> **TEXT BLOCK**:
Screenshot of the top five posts from the circle S studio blog.

Average engagement time

Average engagement time is defined by Google as “The average length of time that the app was in the foreground, or the web site had focus in the browser.” This metric is calculated as “Average engagement time = Total user engagement durations / Number of active users.”

In practice, average engagement time shows trends in how long users are spending on a particular page (i.e. how long the page was in focus in the browser). This is a great measure of engagement and the relevancy of your content to your audience. If one post has low average engagement time, it could be that the article isn’t what users were expecting from the preview, or the introduction or copy in general may not be very engaging. Compare your articles with the lowest average time to those with the highest, and look for themes in content type, length, formatting, headlines, etc.

Acquisition numbers by traffic channels

It’s important to know how your visitors are reaching your blog. In Google Analytics 4, the default acquisition channels are divided into several groupings including Google Ads traffic, Display Ads traffic, and Manual traffic.

Manual traffic is by far the most common — and the one most likely to show up on your reports, and is divided into subcategories including, but not limited to, Organic Search, Direct, Referral, Email and Social.

  • Traffic from Organic Search measures users who come to your blog through a search engine, so oftentimes, organic traffic indicates SEO effectiveness. Break it down by individual pages, and those that have a high percentage of traffic from organic search are probably optimized well, while those that have a low percentage may need to be optimized for search.

> **DATA LISTING**:
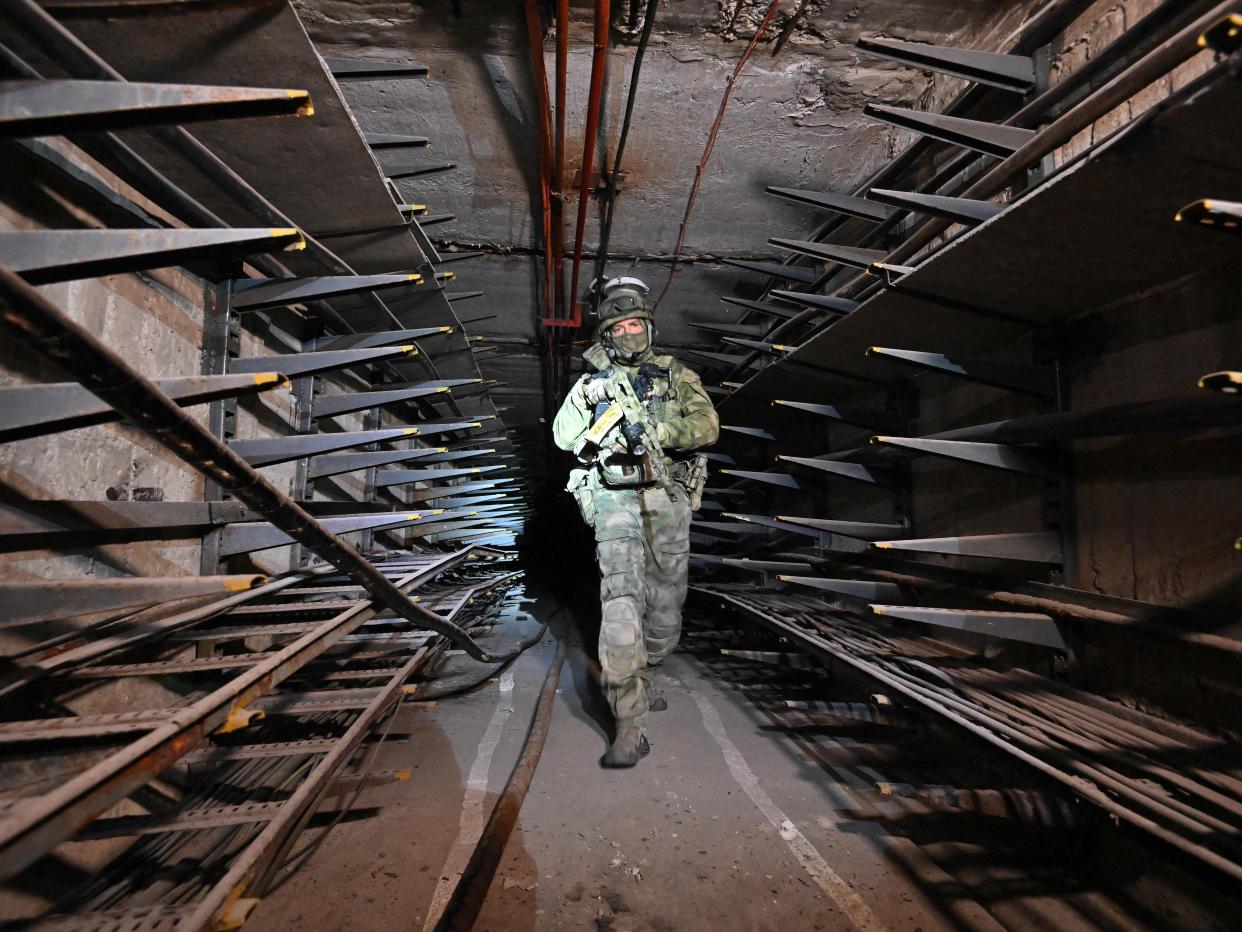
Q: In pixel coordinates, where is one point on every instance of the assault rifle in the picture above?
(626, 410)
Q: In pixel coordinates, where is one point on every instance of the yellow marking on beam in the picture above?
(239, 717)
(307, 108)
(240, 584)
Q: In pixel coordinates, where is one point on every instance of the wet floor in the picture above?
(732, 823)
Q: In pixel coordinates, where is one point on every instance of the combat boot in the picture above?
(629, 744)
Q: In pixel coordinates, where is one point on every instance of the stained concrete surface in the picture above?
(730, 823)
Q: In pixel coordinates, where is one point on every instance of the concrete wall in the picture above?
(157, 321)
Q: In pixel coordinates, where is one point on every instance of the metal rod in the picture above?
(67, 343)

> **PROBLEM REQUIREMENTS**: Pick up the text on blog analytics metrics right after its last sentence and continue it.

> **EXPECTED ANSWER**:
  • Direct traffic represents users that paste a link into their browser, click a bookmark, or otherwise visit your site through a link that Google Analytics can’t track. High direct traffic is hard to diagnose, as it could mean either lots of manual or unidentified traffic (due to browsers or devices blocking tracking, excessive bot activity, or any number of other miscellaneous sessions.
  • Email traffic often consists of your blog subscribers, so it can help provide insight into popular blog posts among your subscriber base.
  • Referral traffic is traffic which comes from any other site, such as if you’re cited with a link on another blog or forum. You can add a secondary dimension to see the individual blog pages to which the sources are directing, or view this by adding “Source” as a secondary dimension or viewing the Source / channel report dimension.
  • Social traffic, of course, records users who visit your blog through a link on social media. This is likely a mix of returning and new visitors, as they could be accessing your blog because they follow you or because a friend shared your post. You can see which platforms are driving the most traffic, and to which blog posts. You can also glean some insights by logging into the social platforms directly and viewing their internal analytics. For example, open up your Facebook page Insights to see the reach and engagement of your posts. If you shared a link to one of your blog articles in the post, it shows the amount of link clicks (not post clicks!) from the post.

New vs. returning visitors

The hope is that your content delivers enough value that users want to come back to your blog to view other articles. In GA4, you can browse your new and returning user metrics under the acquisition tab by looking for the “Users” and “New users” dimensions. For your blog to grow, you need an increasing number of people returning and subscribing to your blog, as well as new people finding your blog. Reviewing your user metrics against dimensions such as the default channel group could help you understand the source of your new traffic and your effectiveness of attracting audience members across various platforms.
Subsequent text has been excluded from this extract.